Instruções das tarefas:
[1] Responda às perguntas abaixo com base no texto sobre o filme Ficção Americana.
(a) Qual é o título do romance que o escritor escreve como brincadeira?
(b) Sob qual pseudônimo esse livro é lançado?
(c) Qual ator interpreta Thelonious "Monk" Ellison?
[2] Dê prosseguimento ao texto sobre o filme Ficção Americana a partir do ponto em que ele termina.

Carandá (2020), de Luiz Zerbini. Publicado em Luiz Zerbini: Sábados, domingos e feriados (Editora Cobogó).
Cinema

Raça e cultura: Ficção Americana satiriza Hollywood e o mundo literário

O que não tem nada de novo: um escritor rabugento que um dia fez sucesso hoje batalha para publicar o seu trabalho mais recente. O que dá uma nova perspectiva para a coisa toda: esse escritor é um homem negro e sua obra não é tida como uma representação da chamada “experiência negra”, o que faz com que ele escreva jocosamente, como uma brincadeira com o poder de ir longe demais, um romance apelativo intitulado Fuck (sim, Fuck), feito para pessoas brancas se sentirem menos culpadas. 

Desnecessário dizer que a piada vira realidade e o livro, lançado sob o pseudônimo Stagg R. Leigh, imediatamente vira um best-seller — para o desprezo de seu verdadeiro autor, Thelonious “Monk” Ellison, interpretado pelo sempre excelente Jeffrey Wright (indicado ao Oscar por sua performance). Fica, então, a dúvida: a piada de American Fiction recai sobre a intelligentsia branca, disposta a dar voz a autores negros mas somente sob a condição de que eles escrevam um determinado tipo de literatura, ou sobre o próprio Monk, que, de um jeito ou de outro, surfa na onda do mesmo vórtex reducionista e preconceituoso da catalogação literária?

Informações fornecidas:
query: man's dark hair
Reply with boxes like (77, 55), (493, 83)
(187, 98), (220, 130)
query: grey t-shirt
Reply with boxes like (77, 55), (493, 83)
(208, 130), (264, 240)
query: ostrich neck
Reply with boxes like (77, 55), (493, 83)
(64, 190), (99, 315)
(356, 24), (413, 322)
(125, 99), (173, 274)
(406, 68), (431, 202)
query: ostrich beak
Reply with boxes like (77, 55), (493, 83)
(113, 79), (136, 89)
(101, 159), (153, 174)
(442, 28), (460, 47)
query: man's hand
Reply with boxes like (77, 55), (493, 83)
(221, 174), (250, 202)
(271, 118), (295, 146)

* * *

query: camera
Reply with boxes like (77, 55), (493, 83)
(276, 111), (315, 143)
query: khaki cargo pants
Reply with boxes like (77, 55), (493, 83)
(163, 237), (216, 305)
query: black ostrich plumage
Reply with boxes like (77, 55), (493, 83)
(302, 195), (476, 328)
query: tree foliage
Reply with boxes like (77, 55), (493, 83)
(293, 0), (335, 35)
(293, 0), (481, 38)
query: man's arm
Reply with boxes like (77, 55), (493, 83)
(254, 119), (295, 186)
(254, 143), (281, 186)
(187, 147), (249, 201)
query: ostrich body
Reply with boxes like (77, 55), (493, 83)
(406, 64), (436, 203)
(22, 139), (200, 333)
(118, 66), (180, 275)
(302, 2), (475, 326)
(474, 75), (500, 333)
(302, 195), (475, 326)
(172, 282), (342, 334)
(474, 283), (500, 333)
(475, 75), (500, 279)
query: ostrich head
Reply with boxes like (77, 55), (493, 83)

Respostas por tarefa:
[1]
(a) Fuck.
(b) Stagg R. Leigh.
(c) Jeffrey Wright.

[2]
Se algum dia o autor foi minimamente benquisto pela crítica, o mundo parece ter lhe virado as costas. Com receio, seu agente lhe diz que as editoras acham que seu trabalho não é “negro o suficiente”. Talvez sua rabugice venha daí, de um desdém por tudo que o mercado literário se tornou, mas ele se soma também a infelicidades pessoais passadas. E vale um parêntesis: por que escritores são frequentemente retratados como os de mal com o mundo? Os filmes de Hollywood insistem em retratar essas pessoas como prepotentes e inevitavelmente macambúzias, muitas vezes reduzindo-as a esteriótipos enclichezados. Para ser justo, o personagem de Wright não é reduzido a isso e, além dos esforços do roteiro, o próprio ator ajuda a dar mais camadas ao que poderia ser só mais um escritor chato com mania de corrigir os outros, mas é curioso notar a facilidade com a qual os roteiristas caem nessa vala tão batida.

Seja como for, o conjunto pessoal e profissional do autor o deixou amargurado, mas isso não quer dizer que esteja disposto a sacrificar seus princípios. Ele pode estar abatido, mas não quer contar histórias de pessoas negras envolvidas em tráfico, não quer fazer com que seus personagens participem de tiroteios, não quer sentir a necessidade de concluir um arco narrativo com uma morte melodramática. A “experiência negra” de Monk, cuja família é de classe média alta, é outra e ele não gosta de ver autores negros sucumbirem às demandas de um mercado elitista e predominantemente branco. O semblante taciturno, ainda que lugar-comum, tem lá sua justificativa.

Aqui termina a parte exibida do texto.